▶ Directive: Beneath this sentence is a set of records; write each of them out exactly.

[start of Record extracts]

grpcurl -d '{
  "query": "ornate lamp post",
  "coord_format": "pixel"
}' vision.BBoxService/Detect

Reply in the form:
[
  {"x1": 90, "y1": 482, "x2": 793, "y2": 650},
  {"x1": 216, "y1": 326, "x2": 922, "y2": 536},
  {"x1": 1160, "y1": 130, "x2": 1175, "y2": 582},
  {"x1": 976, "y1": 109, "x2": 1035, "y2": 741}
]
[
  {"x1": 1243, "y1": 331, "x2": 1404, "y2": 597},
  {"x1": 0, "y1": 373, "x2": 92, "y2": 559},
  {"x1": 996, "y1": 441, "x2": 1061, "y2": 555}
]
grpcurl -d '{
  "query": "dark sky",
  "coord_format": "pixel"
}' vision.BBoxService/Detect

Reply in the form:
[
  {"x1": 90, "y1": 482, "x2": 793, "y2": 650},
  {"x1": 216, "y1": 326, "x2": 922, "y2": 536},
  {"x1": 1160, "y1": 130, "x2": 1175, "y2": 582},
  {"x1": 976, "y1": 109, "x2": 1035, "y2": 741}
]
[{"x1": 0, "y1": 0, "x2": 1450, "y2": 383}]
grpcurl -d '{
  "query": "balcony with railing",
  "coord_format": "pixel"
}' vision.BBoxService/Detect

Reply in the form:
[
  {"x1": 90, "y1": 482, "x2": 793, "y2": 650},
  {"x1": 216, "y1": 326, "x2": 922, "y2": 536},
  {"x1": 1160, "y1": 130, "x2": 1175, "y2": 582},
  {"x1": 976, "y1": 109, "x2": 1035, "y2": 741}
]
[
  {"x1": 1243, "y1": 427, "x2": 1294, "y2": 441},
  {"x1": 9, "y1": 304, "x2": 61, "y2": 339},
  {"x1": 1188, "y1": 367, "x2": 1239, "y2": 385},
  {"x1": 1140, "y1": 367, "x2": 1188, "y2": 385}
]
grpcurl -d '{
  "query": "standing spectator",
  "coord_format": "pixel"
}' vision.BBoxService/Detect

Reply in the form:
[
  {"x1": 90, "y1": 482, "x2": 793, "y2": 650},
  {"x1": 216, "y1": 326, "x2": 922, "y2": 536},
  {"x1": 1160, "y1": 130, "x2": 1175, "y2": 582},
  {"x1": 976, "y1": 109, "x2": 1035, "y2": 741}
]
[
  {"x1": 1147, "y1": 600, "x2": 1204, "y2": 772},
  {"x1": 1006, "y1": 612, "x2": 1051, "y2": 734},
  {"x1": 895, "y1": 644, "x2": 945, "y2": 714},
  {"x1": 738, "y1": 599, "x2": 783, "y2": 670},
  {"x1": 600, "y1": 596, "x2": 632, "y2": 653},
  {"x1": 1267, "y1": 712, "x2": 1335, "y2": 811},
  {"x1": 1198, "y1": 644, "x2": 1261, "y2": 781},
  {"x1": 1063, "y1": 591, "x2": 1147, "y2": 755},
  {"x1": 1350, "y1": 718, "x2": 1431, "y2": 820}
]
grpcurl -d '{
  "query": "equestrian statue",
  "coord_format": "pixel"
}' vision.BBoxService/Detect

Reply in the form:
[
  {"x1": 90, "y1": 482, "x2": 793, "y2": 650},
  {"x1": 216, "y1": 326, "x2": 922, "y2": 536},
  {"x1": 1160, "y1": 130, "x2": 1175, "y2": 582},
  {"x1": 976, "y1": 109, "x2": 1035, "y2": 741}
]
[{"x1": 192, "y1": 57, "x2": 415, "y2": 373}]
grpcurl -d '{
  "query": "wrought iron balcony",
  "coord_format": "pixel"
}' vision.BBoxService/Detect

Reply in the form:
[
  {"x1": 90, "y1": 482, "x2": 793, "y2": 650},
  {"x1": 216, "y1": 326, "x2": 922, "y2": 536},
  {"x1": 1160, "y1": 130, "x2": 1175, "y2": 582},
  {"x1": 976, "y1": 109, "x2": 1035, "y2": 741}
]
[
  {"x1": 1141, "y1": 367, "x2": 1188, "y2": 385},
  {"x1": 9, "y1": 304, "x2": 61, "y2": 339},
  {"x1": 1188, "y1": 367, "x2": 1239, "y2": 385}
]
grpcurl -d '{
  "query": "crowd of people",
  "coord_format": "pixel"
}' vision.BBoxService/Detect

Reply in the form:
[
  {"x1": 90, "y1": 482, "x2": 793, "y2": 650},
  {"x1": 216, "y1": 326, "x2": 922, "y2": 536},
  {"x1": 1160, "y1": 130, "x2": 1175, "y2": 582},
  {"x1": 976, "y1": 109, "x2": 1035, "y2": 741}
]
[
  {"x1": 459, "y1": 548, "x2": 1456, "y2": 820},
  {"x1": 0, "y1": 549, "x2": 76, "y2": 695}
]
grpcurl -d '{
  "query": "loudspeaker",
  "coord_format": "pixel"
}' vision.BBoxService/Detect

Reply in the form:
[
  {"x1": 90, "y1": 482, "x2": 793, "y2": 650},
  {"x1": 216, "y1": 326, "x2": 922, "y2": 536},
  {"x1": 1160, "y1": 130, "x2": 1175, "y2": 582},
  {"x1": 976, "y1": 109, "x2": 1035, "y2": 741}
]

[end of Record extracts]

▶ Written response:
grpcurl -d '{
  "query": "ornate lamp post",
  "coord_format": "pixel"
}' vision.BBoxService/Detect

Reply in the form:
[
  {"x1": 90, "y1": 482, "x2": 793, "y2": 650},
  {"x1": 216, "y1": 326, "x2": 922, "y2": 536},
  {"x1": 1160, "y1": 130, "x2": 1175, "y2": 582},
  {"x1": 976, "y1": 109, "x2": 1035, "y2": 741}
]
[
  {"x1": 1243, "y1": 331, "x2": 1404, "y2": 597},
  {"x1": 0, "y1": 373, "x2": 92, "y2": 559},
  {"x1": 996, "y1": 441, "x2": 1061, "y2": 555}
]
grpcurl -d '{
  "query": "dark sky",
  "coord_format": "pixel"
}' vision.BBoxService/Detect

Reply in the form:
[
  {"x1": 90, "y1": 482, "x2": 793, "y2": 650},
  {"x1": 216, "y1": 326, "x2": 922, "y2": 536},
  {"x1": 1160, "y1": 130, "x2": 1175, "y2": 582},
  {"x1": 976, "y1": 109, "x2": 1035, "y2": 741}
]
[{"x1": 0, "y1": 0, "x2": 1450, "y2": 383}]
grpcurl -d '{
  "query": "balcony with railing",
  "coord_format": "pixel"
}' vision.BBoxService/Detect

Reply in the form:
[
  {"x1": 90, "y1": 482, "x2": 793, "y2": 650},
  {"x1": 216, "y1": 326, "x2": 922, "y2": 536},
  {"x1": 1160, "y1": 130, "x2": 1175, "y2": 582},
  {"x1": 976, "y1": 109, "x2": 1035, "y2": 741}
]
[
  {"x1": 1243, "y1": 427, "x2": 1294, "y2": 441},
  {"x1": 9, "y1": 304, "x2": 61, "y2": 339},
  {"x1": 1188, "y1": 367, "x2": 1239, "y2": 385},
  {"x1": 1140, "y1": 367, "x2": 1188, "y2": 385}
]
grpcurl -d '{
  "query": "standing spectator",
  "coord_format": "pixel"
}' vision.BBoxService/Detect

Reply in the form:
[
  {"x1": 90, "y1": 482, "x2": 793, "y2": 650},
  {"x1": 216, "y1": 326, "x2": 922, "y2": 536},
  {"x1": 1160, "y1": 130, "x2": 1175, "y2": 582},
  {"x1": 976, "y1": 109, "x2": 1035, "y2": 741}
]
[
  {"x1": 1147, "y1": 600, "x2": 1204, "y2": 772},
  {"x1": 1006, "y1": 612, "x2": 1051, "y2": 734},
  {"x1": 895, "y1": 644, "x2": 945, "y2": 714},
  {"x1": 738, "y1": 599, "x2": 783, "y2": 670},
  {"x1": 600, "y1": 596, "x2": 632, "y2": 653},
  {"x1": 1267, "y1": 712, "x2": 1335, "y2": 811},
  {"x1": 1198, "y1": 644, "x2": 1261, "y2": 781},
  {"x1": 1063, "y1": 591, "x2": 1147, "y2": 755},
  {"x1": 1350, "y1": 718, "x2": 1431, "y2": 820}
]
grpcurl -d '{
  "query": "equestrian statue",
  "coord_format": "pixel"
}' vision.BBoxService/Detect

Reply in the form:
[
  {"x1": 90, "y1": 482, "x2": 793, "y2": 650},
  {"x1": 216, "y1": 326, "x2": 922, "y2": 536},
  {"x1": 1160, "y1": 130, "x2": 1175, "y2": 582},
  {"x1": 976, "y1": 109, "x2": 1035, "y2": 741}
]
[{"x1": 192, "y1": 57, "x2": 415, "y2": 373}]
grpcurl -d '{
  "query": "wrought iron balcony",
  "coord_format": "pixel"
}' vision.BBoxService/Detect

Reply in the form:
[
  {"x1": 90, "y1": 482, "x2": 793, "y2": 650},
  {"x1": 216, "y1": 326, "x2": 922, "y2": 536},
  {"x1": 1160, "y1": 130, "x2": 1175, "y2": 582},
  {"x1": 976, "y1": 109, "x2": 1035, "y2": 741}
]
[
  {"x1": 1141, "y1": 367, "x2": 1188, "y2": 385},
  {"x1": 9, "y1": 304, "x2": 61, "y2": 339},
  {"x1": 1188, "y1": 367, "x2": 1239, "y2": 385}
]
grpcurl -d '{
  "query": "crowd of people",
  "coord_format": "pixel"
}' vision.BBoxService/Detect

Reply in the form:
[
  {"x1": 90, "y1": 482, "x2": 793, "y2": 650},
  {"x1": 216, "y1": 326, "x2": 922, "y2": 536},
  {"x1": 1160, "y1": 130, "x2": 1175, "y2": 582},
  {"x1": 976, "y1": 109, "x2": 1035, "y2": 741}
]
[
  {"x1": 459, "y1": 548, "x2": 1456, "y2": 820},
  {"x1": 0, "y1": 549, "x2": 76, "y2": 695}
]
grpcurl -d '{
  "query": "loudspeaker",
  "coord_format": "pixel"
}' vision.BBoxService/Detect

Reply in the form:
[
  {"x1": 90, "y1": 482, "x2": 793, "y2": 650},
  {"x1": 216, "y1": 326, "x2": 922, "y2": 536},
  {"x1": 1160, "y1": 130, "x2": 1175, "y2": 582},
  {"x1": 976, "y1": 109, "x2": 1035, "y2": 741}
]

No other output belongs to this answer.